■ TEXT:

[As 2023 winds down, 5 Mag is looking over some stories that deserved more attention this year and which will likely be pivotal stories in 2024.]
With the reanimated corpse of Napster dressed in second-hand suits and compelled to hawk NFTs, the record industry’s second most hated platform from the turbulent days of the early internet is also marking a milestone.
The Pirate Bay debuted on September 15, 2003. Few in the music industry celebrated its 20th birthday. Unlike many of its peers from the first waves of internet file sharing platforms, The Pirate Bay is still alive and kicking.
Founded by Peter Sunde, Fredrik Neij and Gottfrid Svartholm and funded by Swedish right-wing financier Carl Lundström, The Pirate Bay used a then-novel technology called BitTorrent. Unlike previous file sharing protocols, BitTorrent enabled users to download files from parts saved on a network of computers in a decentralized manner. The Pirate Bay provides an indexed, searchable database of small text files called “torrents” with metadata about files uploaded using BitTorrent. (Rainberry, the company that maintained BitTorrent software, has also been pimped out to crypto jagoffs of late, and is currently being sued by the SEC for fraud in their sale of “BitTorrent tokens.”)

■ WORK INSTRUCTIONS: According to the text about The Pirate Bay, on what date did the site debut? The rows that come next can be left aside.

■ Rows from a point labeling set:
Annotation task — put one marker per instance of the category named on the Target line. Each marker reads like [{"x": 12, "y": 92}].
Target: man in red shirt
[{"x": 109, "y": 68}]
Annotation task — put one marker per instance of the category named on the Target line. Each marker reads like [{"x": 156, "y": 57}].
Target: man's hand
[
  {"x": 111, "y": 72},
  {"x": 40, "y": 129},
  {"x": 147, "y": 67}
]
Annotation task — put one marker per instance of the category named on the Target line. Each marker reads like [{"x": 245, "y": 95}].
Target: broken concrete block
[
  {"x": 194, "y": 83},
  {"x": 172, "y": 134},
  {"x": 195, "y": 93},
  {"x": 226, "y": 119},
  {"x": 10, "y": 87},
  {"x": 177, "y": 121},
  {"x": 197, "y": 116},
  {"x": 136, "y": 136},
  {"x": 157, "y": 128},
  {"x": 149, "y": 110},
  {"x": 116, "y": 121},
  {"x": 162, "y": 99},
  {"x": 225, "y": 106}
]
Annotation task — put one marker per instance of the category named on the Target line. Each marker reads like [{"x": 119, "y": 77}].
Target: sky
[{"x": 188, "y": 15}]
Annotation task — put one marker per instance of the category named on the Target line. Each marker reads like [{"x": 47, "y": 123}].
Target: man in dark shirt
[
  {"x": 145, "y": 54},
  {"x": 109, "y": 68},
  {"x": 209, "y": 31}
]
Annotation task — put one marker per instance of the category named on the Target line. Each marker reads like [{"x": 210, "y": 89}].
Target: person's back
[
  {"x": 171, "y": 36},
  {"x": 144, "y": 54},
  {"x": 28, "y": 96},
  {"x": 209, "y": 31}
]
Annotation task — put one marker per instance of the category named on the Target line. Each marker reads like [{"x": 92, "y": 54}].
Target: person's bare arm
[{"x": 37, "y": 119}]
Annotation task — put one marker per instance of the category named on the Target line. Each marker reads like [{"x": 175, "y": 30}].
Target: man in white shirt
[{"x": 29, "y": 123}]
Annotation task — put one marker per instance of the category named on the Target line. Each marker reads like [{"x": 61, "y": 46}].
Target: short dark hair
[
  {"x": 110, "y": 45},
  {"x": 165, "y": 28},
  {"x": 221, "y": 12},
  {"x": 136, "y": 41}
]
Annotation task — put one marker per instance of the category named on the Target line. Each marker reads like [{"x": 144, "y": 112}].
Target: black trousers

■ ANSWER TO THIS EXERCISE: September 15, 2003.